### WRITTEN TASK
Print exactly the lines from the one containing "Please locate the pebble" through the last line of the listing, both included.

(Data listing)
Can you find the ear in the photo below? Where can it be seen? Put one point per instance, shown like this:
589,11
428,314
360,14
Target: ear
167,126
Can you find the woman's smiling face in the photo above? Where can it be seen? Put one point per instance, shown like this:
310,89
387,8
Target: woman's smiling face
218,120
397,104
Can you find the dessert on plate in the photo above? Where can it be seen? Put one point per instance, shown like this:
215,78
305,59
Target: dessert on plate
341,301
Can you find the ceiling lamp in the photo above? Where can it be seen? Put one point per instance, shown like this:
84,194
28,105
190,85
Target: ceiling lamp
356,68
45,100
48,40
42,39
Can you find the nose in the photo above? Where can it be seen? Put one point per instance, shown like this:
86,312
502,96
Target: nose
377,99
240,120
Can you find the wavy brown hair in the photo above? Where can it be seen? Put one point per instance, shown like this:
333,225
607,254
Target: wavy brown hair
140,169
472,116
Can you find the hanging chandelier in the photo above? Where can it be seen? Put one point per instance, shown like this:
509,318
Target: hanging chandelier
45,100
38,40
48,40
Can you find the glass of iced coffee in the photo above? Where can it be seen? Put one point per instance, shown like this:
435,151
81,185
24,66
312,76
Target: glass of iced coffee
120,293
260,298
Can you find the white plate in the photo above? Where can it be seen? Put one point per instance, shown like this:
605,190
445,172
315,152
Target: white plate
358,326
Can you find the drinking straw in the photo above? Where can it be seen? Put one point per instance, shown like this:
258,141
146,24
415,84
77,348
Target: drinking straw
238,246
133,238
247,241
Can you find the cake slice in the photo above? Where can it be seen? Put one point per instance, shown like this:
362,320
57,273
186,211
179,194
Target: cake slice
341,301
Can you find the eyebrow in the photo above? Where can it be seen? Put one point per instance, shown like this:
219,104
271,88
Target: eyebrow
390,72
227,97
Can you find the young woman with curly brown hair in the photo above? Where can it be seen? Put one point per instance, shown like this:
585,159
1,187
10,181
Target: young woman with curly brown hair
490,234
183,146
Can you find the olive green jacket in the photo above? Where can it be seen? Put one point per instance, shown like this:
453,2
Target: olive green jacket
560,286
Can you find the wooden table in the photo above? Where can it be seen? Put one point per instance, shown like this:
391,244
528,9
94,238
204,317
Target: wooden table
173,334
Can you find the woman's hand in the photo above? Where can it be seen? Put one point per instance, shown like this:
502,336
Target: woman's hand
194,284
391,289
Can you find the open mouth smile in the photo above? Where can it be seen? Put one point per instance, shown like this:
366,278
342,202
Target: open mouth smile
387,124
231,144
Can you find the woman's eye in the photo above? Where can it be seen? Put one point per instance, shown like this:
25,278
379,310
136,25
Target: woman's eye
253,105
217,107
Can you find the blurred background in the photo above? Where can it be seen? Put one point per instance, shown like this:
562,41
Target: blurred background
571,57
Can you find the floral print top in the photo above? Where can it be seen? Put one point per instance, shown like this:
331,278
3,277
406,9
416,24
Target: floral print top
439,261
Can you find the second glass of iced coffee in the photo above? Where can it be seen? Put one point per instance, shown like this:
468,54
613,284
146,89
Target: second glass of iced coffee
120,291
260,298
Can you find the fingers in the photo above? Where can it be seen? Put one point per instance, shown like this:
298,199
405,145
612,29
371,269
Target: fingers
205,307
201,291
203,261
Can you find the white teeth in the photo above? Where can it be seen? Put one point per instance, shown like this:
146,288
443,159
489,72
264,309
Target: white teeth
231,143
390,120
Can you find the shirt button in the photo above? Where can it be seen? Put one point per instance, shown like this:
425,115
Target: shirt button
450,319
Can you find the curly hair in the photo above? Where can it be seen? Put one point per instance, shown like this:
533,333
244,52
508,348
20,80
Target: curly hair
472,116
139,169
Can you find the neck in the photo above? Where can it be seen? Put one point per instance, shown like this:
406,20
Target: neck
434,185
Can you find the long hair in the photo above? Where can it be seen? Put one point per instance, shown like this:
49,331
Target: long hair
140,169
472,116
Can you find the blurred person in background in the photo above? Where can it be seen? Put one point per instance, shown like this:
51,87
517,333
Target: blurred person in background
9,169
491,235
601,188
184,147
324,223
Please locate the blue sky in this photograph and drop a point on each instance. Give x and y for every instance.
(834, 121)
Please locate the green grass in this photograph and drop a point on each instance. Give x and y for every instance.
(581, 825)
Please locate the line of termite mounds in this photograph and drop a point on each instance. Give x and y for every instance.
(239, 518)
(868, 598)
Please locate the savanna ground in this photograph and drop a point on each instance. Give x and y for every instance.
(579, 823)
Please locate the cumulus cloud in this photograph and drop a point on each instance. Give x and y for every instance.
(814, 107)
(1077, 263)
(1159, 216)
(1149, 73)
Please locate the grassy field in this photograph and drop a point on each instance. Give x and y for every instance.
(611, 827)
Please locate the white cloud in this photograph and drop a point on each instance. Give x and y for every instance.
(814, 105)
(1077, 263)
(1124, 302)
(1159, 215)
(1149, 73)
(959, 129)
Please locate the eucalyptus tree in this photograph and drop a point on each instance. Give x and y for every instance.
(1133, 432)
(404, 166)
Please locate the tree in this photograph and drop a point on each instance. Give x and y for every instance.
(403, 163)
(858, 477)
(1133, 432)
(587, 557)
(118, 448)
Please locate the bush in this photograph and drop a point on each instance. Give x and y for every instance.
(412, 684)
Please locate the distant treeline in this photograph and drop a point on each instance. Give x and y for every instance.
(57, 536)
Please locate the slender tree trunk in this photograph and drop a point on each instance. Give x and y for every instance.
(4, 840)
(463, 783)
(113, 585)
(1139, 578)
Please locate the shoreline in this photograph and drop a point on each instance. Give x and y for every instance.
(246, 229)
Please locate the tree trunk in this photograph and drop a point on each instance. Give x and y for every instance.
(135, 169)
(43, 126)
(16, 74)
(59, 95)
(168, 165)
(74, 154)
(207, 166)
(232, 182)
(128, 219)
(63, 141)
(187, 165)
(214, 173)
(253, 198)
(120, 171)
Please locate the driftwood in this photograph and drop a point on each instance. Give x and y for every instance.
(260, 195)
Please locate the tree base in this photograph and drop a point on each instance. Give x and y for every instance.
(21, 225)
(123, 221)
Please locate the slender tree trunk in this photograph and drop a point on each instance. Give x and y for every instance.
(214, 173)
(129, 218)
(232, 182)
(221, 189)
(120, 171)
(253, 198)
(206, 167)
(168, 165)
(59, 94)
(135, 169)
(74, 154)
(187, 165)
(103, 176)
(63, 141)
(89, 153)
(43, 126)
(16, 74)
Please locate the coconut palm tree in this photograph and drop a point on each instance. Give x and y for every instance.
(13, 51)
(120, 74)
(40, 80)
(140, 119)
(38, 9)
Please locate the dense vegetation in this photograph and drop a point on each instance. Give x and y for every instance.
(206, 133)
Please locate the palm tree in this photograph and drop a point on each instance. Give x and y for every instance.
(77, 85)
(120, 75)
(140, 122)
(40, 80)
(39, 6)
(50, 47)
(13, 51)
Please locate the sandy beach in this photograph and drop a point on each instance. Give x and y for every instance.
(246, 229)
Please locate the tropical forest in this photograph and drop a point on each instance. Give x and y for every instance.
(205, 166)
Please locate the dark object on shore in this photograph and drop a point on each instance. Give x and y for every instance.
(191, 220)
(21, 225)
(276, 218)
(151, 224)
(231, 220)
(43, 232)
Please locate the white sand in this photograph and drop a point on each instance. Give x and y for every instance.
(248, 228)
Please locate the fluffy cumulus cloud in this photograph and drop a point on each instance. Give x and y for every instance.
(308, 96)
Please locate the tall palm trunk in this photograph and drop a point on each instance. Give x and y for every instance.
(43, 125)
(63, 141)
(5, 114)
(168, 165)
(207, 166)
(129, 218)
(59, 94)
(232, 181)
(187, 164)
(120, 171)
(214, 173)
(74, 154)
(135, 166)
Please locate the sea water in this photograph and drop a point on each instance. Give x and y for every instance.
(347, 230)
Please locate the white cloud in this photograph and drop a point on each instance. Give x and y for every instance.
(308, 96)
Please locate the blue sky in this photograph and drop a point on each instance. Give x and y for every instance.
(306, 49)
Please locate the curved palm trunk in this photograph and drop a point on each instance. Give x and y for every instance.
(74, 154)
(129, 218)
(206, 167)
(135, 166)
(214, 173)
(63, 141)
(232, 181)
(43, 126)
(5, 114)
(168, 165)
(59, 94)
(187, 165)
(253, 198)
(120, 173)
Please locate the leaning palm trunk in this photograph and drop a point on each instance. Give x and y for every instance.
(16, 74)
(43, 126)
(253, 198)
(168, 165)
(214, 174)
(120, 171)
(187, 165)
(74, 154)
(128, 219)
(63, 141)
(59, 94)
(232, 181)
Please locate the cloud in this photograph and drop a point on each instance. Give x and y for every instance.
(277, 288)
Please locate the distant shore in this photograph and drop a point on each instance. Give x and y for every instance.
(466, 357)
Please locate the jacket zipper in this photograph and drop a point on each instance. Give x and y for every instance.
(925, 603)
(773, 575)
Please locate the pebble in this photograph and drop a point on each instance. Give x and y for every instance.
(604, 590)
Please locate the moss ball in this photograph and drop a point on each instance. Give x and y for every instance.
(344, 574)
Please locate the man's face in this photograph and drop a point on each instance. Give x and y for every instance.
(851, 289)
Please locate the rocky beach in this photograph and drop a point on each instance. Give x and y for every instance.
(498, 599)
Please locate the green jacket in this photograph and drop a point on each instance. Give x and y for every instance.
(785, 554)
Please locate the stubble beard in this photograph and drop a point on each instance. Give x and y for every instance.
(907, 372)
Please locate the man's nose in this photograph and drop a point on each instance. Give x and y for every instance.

### THE OUTPUT
Please locate the pebble in this photograph and drop a point on each instance. Give x and y for every instance.
(604, 590)
Please locate the moss ball in this photograph and drop a point on each instance. Give x and y for every instance.
(344, 574)
Please locate the man's face in this photograph and drop a point on each instance. Give x and y for every instance.
(851, 289)
Please locate the rocky beach in this photograph and drop a point on each instance. Give x and y for every instance.
(498, 599)
Please locate the green jacket in this photograph and drop a point on each instance. Give x and y for every instance.
(785, 554)
Please locate the stubble beard in this photograph and drop a point on each instance. Give x and y for every instance.
(907, 372)
Please locate the man's nose in this photograph and drop a point on each instance. Give x and y for every instance.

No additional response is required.